To do
From the line containing "Bounding boxes for broken" through the last line of the entries below, repeat each line word for word and leave out the rest.

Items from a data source

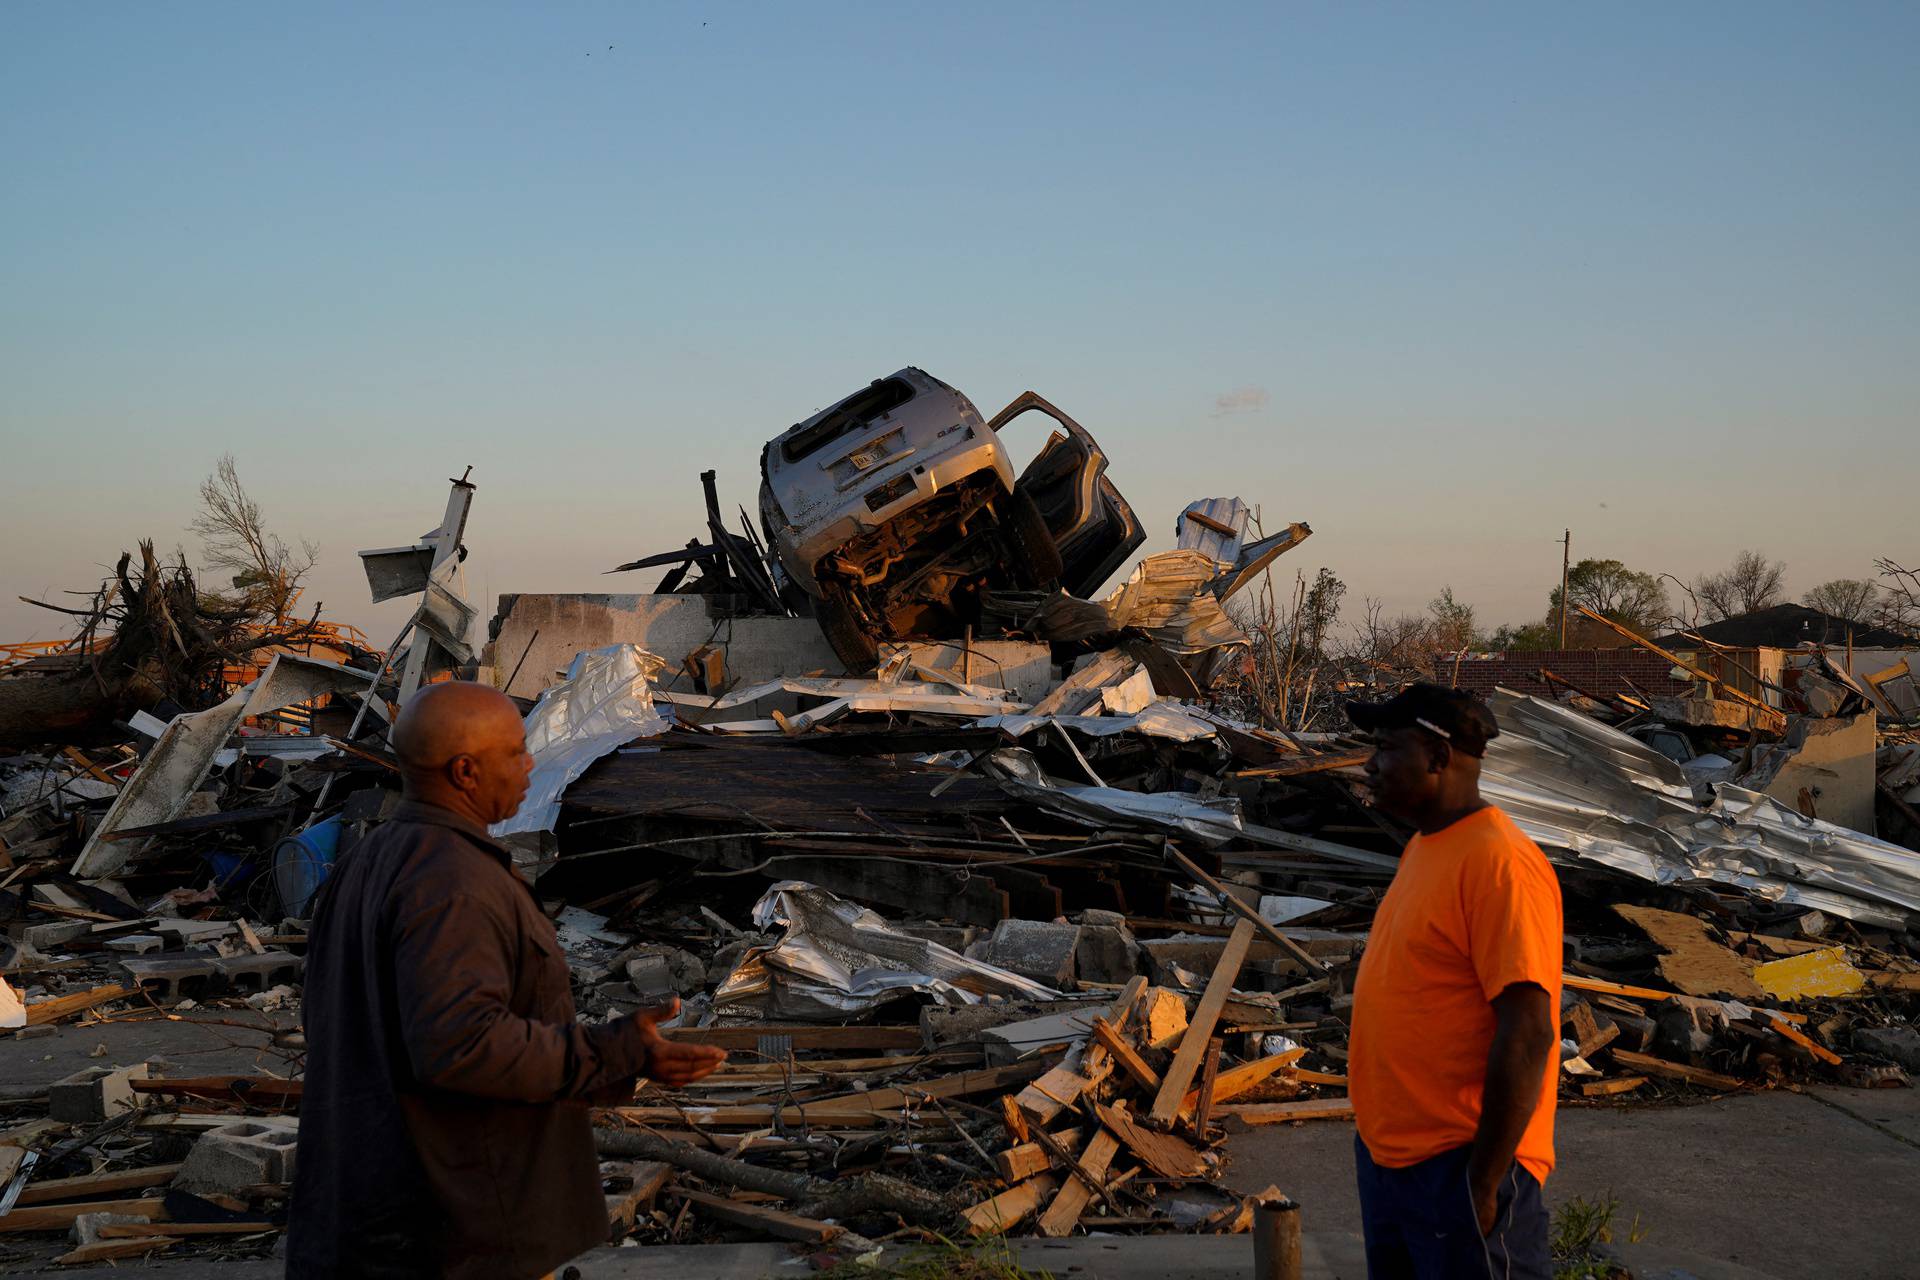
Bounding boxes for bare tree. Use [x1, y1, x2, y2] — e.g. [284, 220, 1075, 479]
[1693, 549, 1786, 622]
[1875, 559, 1920, 635]
[1804, 578, 1881, 625]
[189, 454, 318, 625]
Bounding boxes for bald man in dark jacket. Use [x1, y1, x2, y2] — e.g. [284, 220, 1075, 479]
[288, 682, 723, 1278]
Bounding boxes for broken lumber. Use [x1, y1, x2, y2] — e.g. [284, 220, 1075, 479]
[1148, 915, 1255, 1127]
[24, 985, 134, 1026]
[1094, 1102, 1206, 1178]
[673, 1189, 842, 1244]
[1034, 1130, 1120, 1237]
[14, 1164, 182, 1206]
[1580, 1077, 1647, 1098]
[962, 1174, 1056, 1236]
[1216, 1098, 1355, 1124]
[0, 1196, 167, 1234]
[1608, 1050, 1744, 1092]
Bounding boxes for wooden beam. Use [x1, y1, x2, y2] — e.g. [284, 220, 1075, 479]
[1608, 1050, 1744, 1091]
[673, 1189, 841, 1244]
[1580, 1077, 1647, 1098]
[995, 1130, 1081, 1183]
[1148, 916, 1256, 1126]
[1562, 974, 1674, 1003]
[961, 1174, 1056, 1236]
[1034, 1130, 1120, 1237]
[100, 1222, 276, 1238]
[1089, 1018, 1160, 1092]
[24, 985, 133, 1026]
[1217, 1098, 1355, 1125]
[1573, 606, 1780, 722]
[53, 1238, 179, 1265]
[14, 1164, 182, 1206]
[1180, 1047, 1305, 1120]
[0, 1196, 167, 1234]
[1166, 848, 1325, 973]
[1765, 1015, 1842, 1066]
[1193, 1039, 1223, 1132]
[663, 1025, 923, 1051]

Result of this task
Bounding boxes for broken lumber. Use [x1, y1, x2, y2] — e.g. [284, 220, 1075, 479]
[1148, 915, 1255, 1127]
[24, 985, 134, 1026]
[1094, 1102, 1206, 1178]
[673, 1189, 842, 1244]
[1034, 1130, 1120, 1237]
[14, 1164, 182, 1206]
[1580, 1077, 1647, 1098]
[962, 1174, 1056, 1236]
[1216, 1098, 1355, 1124]
[0, 1196, 167, 1234]
[1608, 1050, 1744, 1092]
Bounding boxes for wooden beam. Use [x1, y1, x2, y2] — e.g. [284, 220, 1075, 479]
[1608, 1050, 1744, 1091]
[673, 1189, 841, 1244]
[1580, 1077, 1647, 1098]
[995, 1130, 1081, 1183]
[1148, 916, 1256, 1126]
[1562, 974, 1674, 1003]
[961, 1174, 1056, 1236]
[1034, 1130, 1120, 1237]
[100, 1222, 276, 1238]
[1089, 1018, 1160, 1092]
[24, 985, 133, 1026]
[1217, 1098, 1355, 1125]
[1573, 606, 1780, 722]
[53, 1238, 179, 1265]
[14, 1164, 182, 1206]
[1180, 1047, 1305, 1120]
[0, 1196, 167, 1234]
[1166, 848, 1325, 973]
[1765, 1015, 1842, 1066]
[1193, 1039, 1223, 1132]
[663, 1025, 923, 1051]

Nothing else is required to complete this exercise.